----- MATERIAL FOR THE TASK
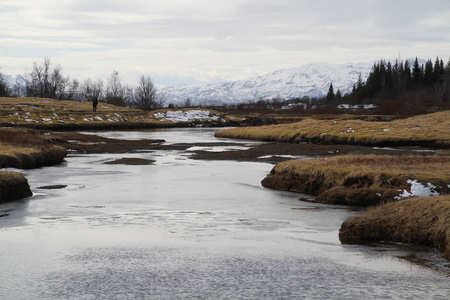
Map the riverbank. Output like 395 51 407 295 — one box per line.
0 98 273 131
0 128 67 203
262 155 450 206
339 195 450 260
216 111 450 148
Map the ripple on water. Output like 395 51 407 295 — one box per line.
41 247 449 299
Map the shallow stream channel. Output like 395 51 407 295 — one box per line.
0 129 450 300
----------
----- MATERIAL FOR THE TASK
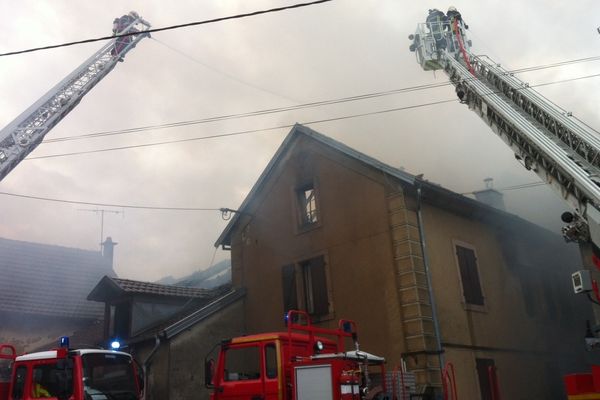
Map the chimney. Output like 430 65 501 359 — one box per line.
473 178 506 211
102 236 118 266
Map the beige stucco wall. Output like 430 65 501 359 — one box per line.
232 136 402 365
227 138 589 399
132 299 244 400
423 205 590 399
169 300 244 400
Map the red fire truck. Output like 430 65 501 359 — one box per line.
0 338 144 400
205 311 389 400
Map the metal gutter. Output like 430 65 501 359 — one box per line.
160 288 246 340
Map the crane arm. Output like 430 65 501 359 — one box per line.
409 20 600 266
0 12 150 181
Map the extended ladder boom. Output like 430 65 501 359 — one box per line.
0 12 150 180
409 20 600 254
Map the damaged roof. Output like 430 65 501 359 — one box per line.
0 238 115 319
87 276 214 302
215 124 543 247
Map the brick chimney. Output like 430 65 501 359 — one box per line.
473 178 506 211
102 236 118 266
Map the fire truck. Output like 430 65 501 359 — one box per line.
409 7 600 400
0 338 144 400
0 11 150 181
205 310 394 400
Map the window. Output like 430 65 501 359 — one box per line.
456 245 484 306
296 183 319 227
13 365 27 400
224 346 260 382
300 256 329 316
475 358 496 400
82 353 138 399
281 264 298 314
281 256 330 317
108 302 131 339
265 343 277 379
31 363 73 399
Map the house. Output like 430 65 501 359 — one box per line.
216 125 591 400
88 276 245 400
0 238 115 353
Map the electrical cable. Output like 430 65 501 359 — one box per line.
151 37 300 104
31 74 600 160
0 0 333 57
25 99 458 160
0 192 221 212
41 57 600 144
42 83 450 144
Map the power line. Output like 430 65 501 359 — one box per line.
----------
→ **YOUR GOAL**:
Copy the material word for word, beginning at the line that has "Map the fire" and ending after the line that has "31 363 73 399".

→ **WRITTEN SOLUTION**:
Map the fire truck. Output like 430 65 501 359 — one box per line.
409 7 600 400
0 338 144 400
0 11 150 181
205 310 394 400
Map the window. Output like 430 65 501 359 — one box per line.
456 245 484 306
296 183 319 227
13 365 27 400
224 346 260 382
300 256 329 316
475 358 496 400
82 353 138 399
281 264 298 314
281 256 330 317
108 302 131 339
265 343 277 379
31 363 73 399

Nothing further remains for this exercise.